>> start Supplied records

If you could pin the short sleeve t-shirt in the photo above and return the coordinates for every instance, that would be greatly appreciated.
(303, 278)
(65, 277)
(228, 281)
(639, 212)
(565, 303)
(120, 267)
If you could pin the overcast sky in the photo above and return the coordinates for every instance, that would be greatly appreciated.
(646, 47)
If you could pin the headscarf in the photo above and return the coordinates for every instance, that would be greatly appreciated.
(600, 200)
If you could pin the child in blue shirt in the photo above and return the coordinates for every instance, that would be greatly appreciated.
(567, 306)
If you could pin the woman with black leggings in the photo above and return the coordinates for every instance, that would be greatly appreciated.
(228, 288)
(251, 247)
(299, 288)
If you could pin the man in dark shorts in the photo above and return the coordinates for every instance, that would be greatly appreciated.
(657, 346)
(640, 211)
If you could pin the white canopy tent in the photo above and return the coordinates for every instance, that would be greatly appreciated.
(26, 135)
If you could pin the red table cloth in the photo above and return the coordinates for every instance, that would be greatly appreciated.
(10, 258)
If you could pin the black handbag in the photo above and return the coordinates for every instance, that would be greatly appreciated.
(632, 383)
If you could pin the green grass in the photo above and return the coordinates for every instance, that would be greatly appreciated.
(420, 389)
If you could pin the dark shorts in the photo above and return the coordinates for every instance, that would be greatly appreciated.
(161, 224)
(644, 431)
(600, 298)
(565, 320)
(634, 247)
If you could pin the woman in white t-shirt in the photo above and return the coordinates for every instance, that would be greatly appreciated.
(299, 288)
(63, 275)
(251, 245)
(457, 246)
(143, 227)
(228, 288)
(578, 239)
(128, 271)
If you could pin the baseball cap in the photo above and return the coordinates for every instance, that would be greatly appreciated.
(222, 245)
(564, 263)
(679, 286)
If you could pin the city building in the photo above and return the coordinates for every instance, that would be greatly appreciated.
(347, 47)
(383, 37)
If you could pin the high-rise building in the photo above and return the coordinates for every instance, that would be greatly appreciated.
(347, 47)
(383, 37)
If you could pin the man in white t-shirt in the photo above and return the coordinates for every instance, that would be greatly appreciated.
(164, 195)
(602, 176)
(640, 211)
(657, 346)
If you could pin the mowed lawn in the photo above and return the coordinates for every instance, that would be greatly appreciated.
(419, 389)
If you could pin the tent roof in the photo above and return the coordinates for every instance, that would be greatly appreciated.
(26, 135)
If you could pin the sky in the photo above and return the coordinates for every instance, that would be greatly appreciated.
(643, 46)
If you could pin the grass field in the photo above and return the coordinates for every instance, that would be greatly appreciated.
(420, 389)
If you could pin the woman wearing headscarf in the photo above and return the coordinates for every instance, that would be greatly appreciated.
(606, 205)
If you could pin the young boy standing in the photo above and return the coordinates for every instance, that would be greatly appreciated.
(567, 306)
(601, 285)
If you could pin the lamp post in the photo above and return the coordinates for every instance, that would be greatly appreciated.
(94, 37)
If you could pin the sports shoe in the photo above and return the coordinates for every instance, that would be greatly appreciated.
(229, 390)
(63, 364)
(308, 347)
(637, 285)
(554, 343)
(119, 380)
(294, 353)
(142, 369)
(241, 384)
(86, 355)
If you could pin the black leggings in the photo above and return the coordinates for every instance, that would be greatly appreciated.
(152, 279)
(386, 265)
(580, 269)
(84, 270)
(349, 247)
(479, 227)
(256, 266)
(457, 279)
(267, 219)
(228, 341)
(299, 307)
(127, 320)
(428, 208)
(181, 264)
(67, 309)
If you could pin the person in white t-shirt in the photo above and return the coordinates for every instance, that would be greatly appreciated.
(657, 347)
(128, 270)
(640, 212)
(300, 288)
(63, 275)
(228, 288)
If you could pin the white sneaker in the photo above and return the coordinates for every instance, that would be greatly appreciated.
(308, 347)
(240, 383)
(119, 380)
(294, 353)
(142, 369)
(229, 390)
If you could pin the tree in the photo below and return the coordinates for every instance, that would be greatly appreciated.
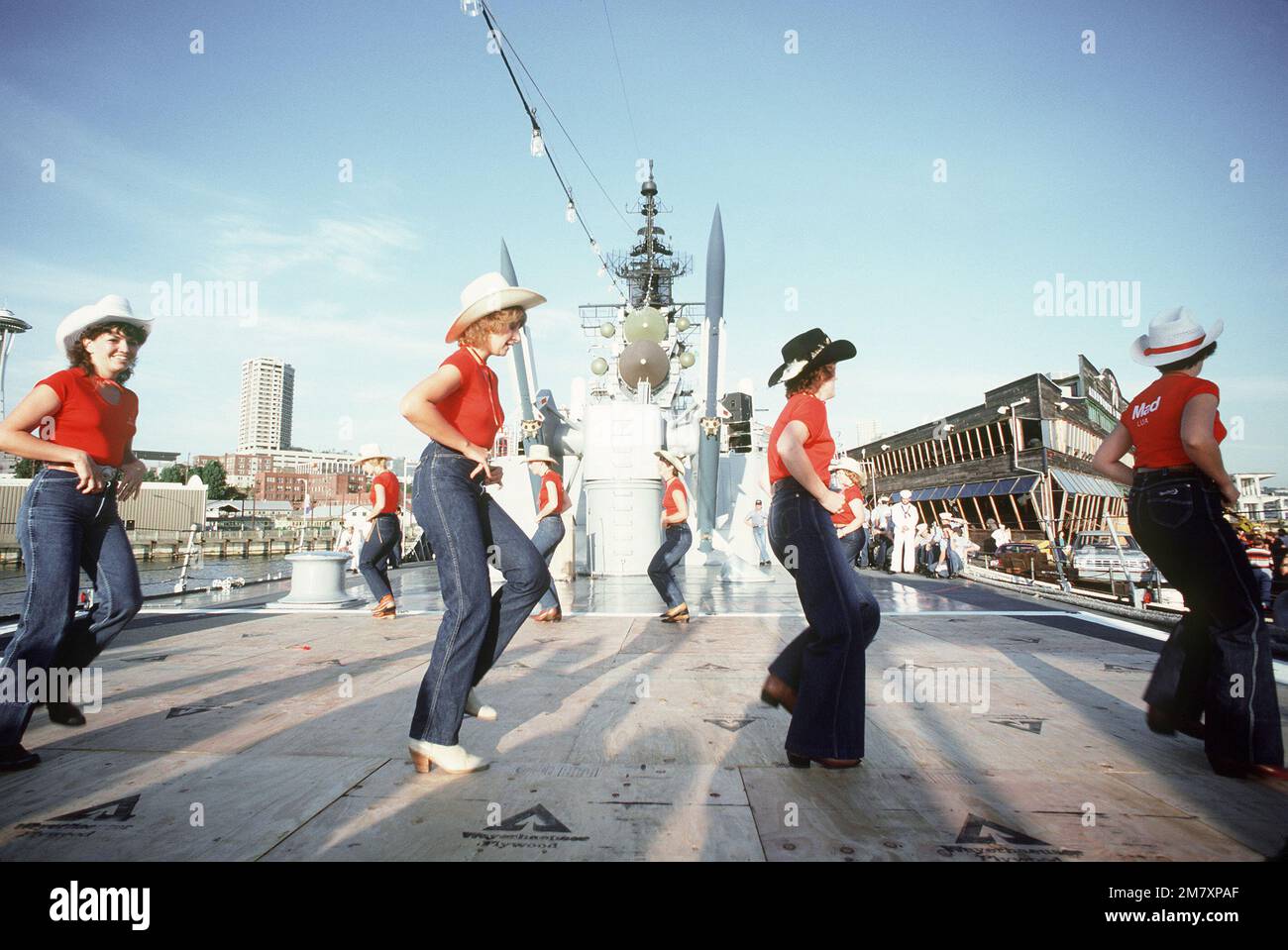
(217, 480)
(174, 473)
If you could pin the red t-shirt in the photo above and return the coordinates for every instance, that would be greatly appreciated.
(1154, 420)
(673, 488)
(819, 446)
(846, 514)
(552, 486)
(86, 420)
(475, 408)
(390, 481)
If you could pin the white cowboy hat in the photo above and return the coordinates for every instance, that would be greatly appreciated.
(114, 308)
(848, 464)
(1172, 336)
(677, 461)
(485, 295)
(372, 451)
(540, 454)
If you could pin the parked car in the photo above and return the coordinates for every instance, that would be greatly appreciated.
(1095, 559)
(1029, 559)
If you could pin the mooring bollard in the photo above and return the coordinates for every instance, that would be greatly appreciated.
(317, 582)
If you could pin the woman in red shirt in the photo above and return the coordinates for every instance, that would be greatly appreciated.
(459, 408)
(385, 532)
(819, 676)
(1179, 488)
(67, 520)
(552, 502)
(851, 518)
(677, 537)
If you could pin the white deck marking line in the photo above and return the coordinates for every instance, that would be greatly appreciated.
(1112, 622)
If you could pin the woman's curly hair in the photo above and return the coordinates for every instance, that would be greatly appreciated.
(498, 322)
(78, 357)
(810, 379)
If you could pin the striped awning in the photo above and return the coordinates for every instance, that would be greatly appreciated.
(1077, 482)
(977, 489)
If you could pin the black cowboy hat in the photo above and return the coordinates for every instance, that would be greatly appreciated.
(810, 349)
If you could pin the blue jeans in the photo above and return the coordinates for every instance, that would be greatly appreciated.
(376, 551)
(661, 570)
(824, 665)
(1179, 523)
(467, 529)
(850, 546)
(62, 532)
(550, 532)
(863, 546)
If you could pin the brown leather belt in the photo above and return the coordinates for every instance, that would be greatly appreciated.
(110, 474)
(1177, 469)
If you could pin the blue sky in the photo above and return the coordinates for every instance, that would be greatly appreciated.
(1112, 166)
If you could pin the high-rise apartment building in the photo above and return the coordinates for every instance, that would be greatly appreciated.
(268, 394)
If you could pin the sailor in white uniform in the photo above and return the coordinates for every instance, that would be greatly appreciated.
(905, 516)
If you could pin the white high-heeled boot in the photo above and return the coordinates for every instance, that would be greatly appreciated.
(478, 709)
(450, 759)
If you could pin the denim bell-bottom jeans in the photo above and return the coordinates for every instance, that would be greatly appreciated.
(467, 529)
(550, 531)
(824, 665)
(62, 532)
(1218, 661)
(850, 546)
(376, 553)
(661, 571)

>> end Supplied records

» **Work to complete**
Omit the images and transcribe all of the records above word for word.

» **Reply to the task**
If you could pin the short sleeve t-shirt in the photo above and return the coordinates for every instance, that would be greatly appreciated.
(303, 278)
(65, 277)
(228, 281)
(639, 212)
(565, 303)
(120, 267)
If you could pin the overcast sky in the photo above and return the coordinates for every instance, that would be greatly appreciated.
(646, 47)
If you could pin the headscarf in the photo above and return the coordinates for every instance, that would be greatly appreciated.
(600, 200)
If you could pin the child in blue shirt in the photo above and return the coordinates for every instance, that would be greatly appreciated.
(567, 306)
If you could pin the woman with black leggings in the photo above and return the coordinates for every instance, that would be greatly appreciated.
(228, 288)
(251, 247)
(299, 288)
If you could pin the man in dark shorts in the photo above and return the coordinates for every instance, that would be greatly appreciated.
(657, 346)
(640, 211)
If you could pin the white canopy tent in the photo above and return the coordinates for every instance, that would be greatly appreciated.
(26, 135)
If you could pin the red table cloth in the photo above and return the coordinates for every instance, that would be greatly appreciated.
(10, 258)
If you could pin the black handbag in the photo above and return the coordinates for every instance, that would be greatly appreciated.
(632, 383)
If you could pin the green grass in the photo above and return the coordinates for every instance, that would be greatly appreciated.
(420, 389)
If you could pin the dark shorts in the photo above and return the coordinates for every instance, that would be greatly appreciated.
(161, 224)
(644, 431)
(600, 298)
(565, 320)
(634, 247)
If you could pin the woman in white t-shirt in the photo above and return the coordinates for every instance, that would be greatly appreciated.
(299, 288)
(63, 275)
(251, 245)
(457, 246)
(143, 227)
(228, 288)
(578, 239)
(128, 271)
If you could pin the baseball cap in the photo above and return the coordinates for every instance, that would be greatly appreciated.
(222, 245)
(564, 263)
(679, 286)
If you could pin the city building in the photo above and return the coordinates for every instance, that would be greatly appreciated.
(347, 47)
(383, 37)
If you could pin the high-rise building in the photo above and return the coordinates for every instance, that would be greatly appreciated.
(347, 47)
(383, 37)
If you could pin the man in white t-shirt in the photo above and return the coordinates for every instance, that would be greatly appreciated.
(164, 195)
(602, 176)
(640, 211)
(657, 346)
If you could pin the mowed lawn in the photo above and return the coordinates for every instance, that would be greatly appreciated.
(419, 389)
If you could pin the tent roof in the photo above and return the coordinates for every instance, that would be greatly appreciated.
(26, 135)
If you could pin the sky in the photo above and return the coordinates for every instance, that would be greatly appreciated.
(643, 46)
If you could pin the grass field in the photo above and return the coordinates for every instance, that would be greatly appreciated.
(420, 389)
If you could pin the woman wearing headscarf in the photo above and return the coordinates for every instance, that would be greatly appreciated.
(606, 205)
If you could pin the young boy standing in the photo above and return the coordinates for every instance, that would be greatly appreciated.
(567, 306)
(601, 285)
If you could pin the lamp post in the photo above and return the coordinates for every instance, that would be greatly appreciated.
(94, 37)
If you could pin the sports shoe in the photo above and return the coordinates for every instance, that would be greatly appreciated.
(229, 390)
(63, 364)
(308, 347)
(637, 285)
(554, 343)
(119, 380)
(294, 353)
(142, 369)
(241, 384)
(86, 355)
If you could pin the black leggings in the photo above and return the coordinates for every instance, that would be greatly appreciated.
(152, 279)
(386, 265)
(580, 269)
(84, 270)
(349, 247)
(479, 227)
(256, 266)
(457, 279)
(267, 219)
(228, 341)
(299, 307)
(127, 320)
(428, 208)
(181, 264)
(67, 309)
If you could pin the person in white t-shirt in the photo above and return the coordinates for every instance, that would be greatly appreciated.
(657, 347)
(128, 270)
(640, 212)
(300, 288)
(63, 275)
(228, 288)
If you could pin the white sneaker in the photo above and return the coordinates for every instance, that would be greatly appreciated.
(308, 347)
(240, 383)
(119, 380)
(294, 353)
(142, 369)
(229, 390)
If you could pin the tree in the photo below and return the coordinates for every instance, that would be greatly appreciated.
(217, 480)
(174, 473)
If you could pin the red t-shirt in the photo above and return the coordinates for every instance, that would be greatly appreciated.
(1154, 420)
(673, 488)
(819, 446)
(846, 514)
(552, 486)
(86, 420)
(475, 408)
(390, 481)
If you could pin the white cowboy hat in the photo above and return the coordinates for every instance, that would be greatly appreciated.
(114, 308)
(848, 464)
(1172, 336)
(677, 461)
(485, 295)
(372, 451)
(540, 454)
If you could pin the parked car in the photo above and return the coordinates for every instance, that would be greatly appreciated.
(1095, 559)
(1029, 559)
If you could pin the mooring bollard in the photo above and return the coordinates for every instance, that would be greatly appreciated.
(317, 582)
If you could pin the woman in red shirt in the photo above and return the coordinates for every instance, that would be greatly appreciated.
(459, 408)
(385, 532)
(819, 676)
(1179, 488)
(67, 520)
(552, 502)
(851, 518)
(677, 537)
If you could pin the white deck marking line in the photo above and return the coordinates for every instance, that would be greatly appreciated.
(1112, 622)
If you could pin the woman's curly hair in the photo above and return the coordinates for every instance, that would be greatly appreciated.
(498, 322)
(78, 357)
(810, 379)
If you could pin the striped awning in the photo above and return the coordinates for every instance, that would be greatly appreciated.
(1077, 482)
(977, 489)
If you could pin the black cowboy hat in the photo above and return the coordinates for every instance, that would be greatly appreciated.
(810, 349)
If you could pin the blue jeans in the photo above and return the coordinates for every instance, that would be greatly appreciated.
(376, 551)
(661, 570)
(824, 665)
(1179, 523)
(467, 529)
(850, 546)
(62, 532)
(550, 532)
(863, 546)
If you could pin the brown leather belt in the photo above and return the coordinates for every instance, that would be greatly appreciated.
(110, 474)
(1177, 469)
If you could pin the blue sky in the photo above and return the coordinates for every instance, that would be greatly appreciated.
(1112, 166)
If you could pin the high-rise apartment building in the photo above and return the coordinates for every instance, that would be greatly appreciated.
(268, 394)
If you could pin the sailor in white uniform in the photo above and return the coordinates for every instance, that would be greatly appreciated.
(905, 516)
If you could pin the white high-heeled boot in the photo above and return the coordinates for every instance, that would be greatly appreciated.
(478, 709)
(450, 759)
If you could pin the denim bell-bottom jeans in the photo above and return the coordinates for every instance, that would be greatly appreciated.
(467, 529)
(550, 531)
(824, 665)
(62, 532)
(1218, 661)
(850, 546)
(376, 553)
(661, 571)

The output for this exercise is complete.